Task prompt:
Copy out each line featuring the string "seal" from the entries beneath.

*** Record excerpts ***

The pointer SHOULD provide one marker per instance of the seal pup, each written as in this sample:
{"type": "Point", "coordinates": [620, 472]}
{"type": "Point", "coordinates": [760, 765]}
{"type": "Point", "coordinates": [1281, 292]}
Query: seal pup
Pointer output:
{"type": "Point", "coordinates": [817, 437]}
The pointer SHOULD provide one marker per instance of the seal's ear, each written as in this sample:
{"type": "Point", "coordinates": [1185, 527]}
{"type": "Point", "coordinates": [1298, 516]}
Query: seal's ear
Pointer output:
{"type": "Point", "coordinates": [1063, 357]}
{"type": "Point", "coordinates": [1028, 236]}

*** End of Record excerpts ***

Answer area:
The pointer SHOULD provide one marker per instance of the seal pup, each written as in this sample:
Query: seal pup
The pointer SHOULD provide one marker per instance of the seal's ear, each written as in this sample:
Query: seal's ear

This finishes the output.